Reproduce verbatim every line of the listing from the line with "Target: toad's hind leg" up to and including the final line of the listing, and nothing else.

■ **DATA ROWS**:
------------------------------------------------------------------------
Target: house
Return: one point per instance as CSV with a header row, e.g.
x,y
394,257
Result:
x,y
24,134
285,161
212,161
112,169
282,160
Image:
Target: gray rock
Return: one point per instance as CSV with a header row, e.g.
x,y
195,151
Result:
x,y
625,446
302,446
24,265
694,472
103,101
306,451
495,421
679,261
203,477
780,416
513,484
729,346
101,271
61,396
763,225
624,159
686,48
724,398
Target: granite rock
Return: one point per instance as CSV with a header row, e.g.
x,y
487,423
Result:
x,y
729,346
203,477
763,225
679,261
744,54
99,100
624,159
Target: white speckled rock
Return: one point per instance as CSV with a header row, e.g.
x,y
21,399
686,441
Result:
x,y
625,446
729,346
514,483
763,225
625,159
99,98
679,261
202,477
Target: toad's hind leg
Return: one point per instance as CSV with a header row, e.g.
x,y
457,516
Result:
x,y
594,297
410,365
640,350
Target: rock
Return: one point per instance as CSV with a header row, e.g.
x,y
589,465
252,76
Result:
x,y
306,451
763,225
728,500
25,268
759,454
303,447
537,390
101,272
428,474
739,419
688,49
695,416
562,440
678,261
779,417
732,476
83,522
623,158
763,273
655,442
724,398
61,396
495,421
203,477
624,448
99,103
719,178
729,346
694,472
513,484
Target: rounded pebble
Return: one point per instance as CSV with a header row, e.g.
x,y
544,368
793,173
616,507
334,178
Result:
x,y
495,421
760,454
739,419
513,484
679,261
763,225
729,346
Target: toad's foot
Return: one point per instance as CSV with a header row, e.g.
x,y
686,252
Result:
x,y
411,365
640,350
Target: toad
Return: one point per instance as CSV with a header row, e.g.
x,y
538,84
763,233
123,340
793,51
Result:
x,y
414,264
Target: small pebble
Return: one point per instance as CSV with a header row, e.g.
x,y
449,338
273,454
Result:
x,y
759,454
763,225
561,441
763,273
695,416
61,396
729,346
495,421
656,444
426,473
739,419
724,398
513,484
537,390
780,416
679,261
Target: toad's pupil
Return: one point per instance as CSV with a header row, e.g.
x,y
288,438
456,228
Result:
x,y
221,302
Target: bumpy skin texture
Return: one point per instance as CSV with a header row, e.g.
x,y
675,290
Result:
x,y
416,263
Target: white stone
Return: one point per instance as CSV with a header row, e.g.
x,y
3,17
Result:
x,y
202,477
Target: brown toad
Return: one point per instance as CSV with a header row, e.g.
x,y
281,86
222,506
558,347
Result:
------------------------------------------------------------------------
■ **WORKED ANSWER**:
Target: toad's hind leg
Return: one point per instance as CSV with a header row, e.g.
x,y
457,516
Result:
x,y
594,297
410,365
640,350
Target: rock
Return: one point per instance as CSV with a header row, e.g.
x,y
589,465
252,76
Result:
x,y
306,451
763,225
728,500
25,268
759,454
303,447
537,390
101,272
428,474
739,419
688,49
695,416
562,440
678,261
779,417
732,476
83,522
623,158
763,273
655,442
724,398
61,396
495,421
203,477
624,448
99,103
719,178
729,346
694,472
513,484
Target: rounded pebble
Return: one point per instance as CSV with a header row, e.g.
x,y
544,368
793,173
616,507
334,178
Result:
x,y
495,421
760,454
739,419
513,484
679,261
763,225
729,346
Target: toad's foot
Return: one point per instance as CSV with a header row, e.g.
x,y
686,252
Result:
x,y
411,365
640,350
Target: toad
Return: one point per instance as CSV with a header row, e.g.
x,y
538,84
763,233
123,340
793,51
Result:
x,y
414,264
Target: small pebble
Return: one point per instance as CSV with a header row, e.g.
x,y
449,338
273,454
Result:
x,y
759,454
763,225
561,441
763,273
695,416
61,396
729,346
495,421
656,444
426,473
739,419
724,398
513,484
537,390
780,416
679,261
Target: toad's pupil
Return: one point per instance as CSV with a header row, e.g.
x,y
288,438
456,228
Result:
x,y
221,302
Target: bumpy skin texture
Return: one point per instance as CSV with a header row, e.g.
x,y
675,290
Result:
x,y
416,263
Target: white stone
Return: one point per instance as CSV with a header row, e.g.
x,y
3,17
Result:
x,y
202,477
Target: brown toad
Return: one point per instance as CSV with a header row, e.g.
x,y
281,86
222,506
558,347
Result:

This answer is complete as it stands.